— Task directions —
Look through the data below and show every line that includes "white".

— Data for processing —
——
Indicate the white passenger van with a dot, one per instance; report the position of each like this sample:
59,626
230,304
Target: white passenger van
——
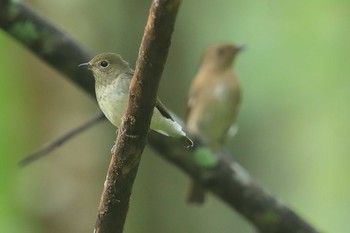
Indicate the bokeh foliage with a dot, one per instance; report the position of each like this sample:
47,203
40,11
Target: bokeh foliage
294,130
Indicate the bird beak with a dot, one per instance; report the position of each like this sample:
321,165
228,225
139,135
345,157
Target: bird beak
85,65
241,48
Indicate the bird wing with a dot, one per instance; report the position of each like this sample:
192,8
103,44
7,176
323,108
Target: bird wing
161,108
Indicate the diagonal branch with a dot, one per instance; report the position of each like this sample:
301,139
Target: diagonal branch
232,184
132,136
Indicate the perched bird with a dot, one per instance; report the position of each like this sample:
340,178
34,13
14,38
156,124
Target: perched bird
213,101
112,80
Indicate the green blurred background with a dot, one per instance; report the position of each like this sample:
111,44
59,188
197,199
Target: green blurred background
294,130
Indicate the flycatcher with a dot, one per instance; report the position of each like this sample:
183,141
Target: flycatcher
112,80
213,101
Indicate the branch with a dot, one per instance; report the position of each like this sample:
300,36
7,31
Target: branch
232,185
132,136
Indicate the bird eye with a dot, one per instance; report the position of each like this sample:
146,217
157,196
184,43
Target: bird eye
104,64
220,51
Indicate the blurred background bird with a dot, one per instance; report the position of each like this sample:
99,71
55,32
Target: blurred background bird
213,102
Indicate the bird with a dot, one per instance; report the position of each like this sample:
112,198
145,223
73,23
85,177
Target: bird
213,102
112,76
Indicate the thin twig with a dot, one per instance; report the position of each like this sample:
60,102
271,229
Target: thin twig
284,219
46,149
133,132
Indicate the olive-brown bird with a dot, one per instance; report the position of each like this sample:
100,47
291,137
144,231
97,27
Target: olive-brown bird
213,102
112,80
——
— Response to the exercise —
Indicate the white passenger van with a dot, one per instance; report the position of each like this sample:
Target: white passenger van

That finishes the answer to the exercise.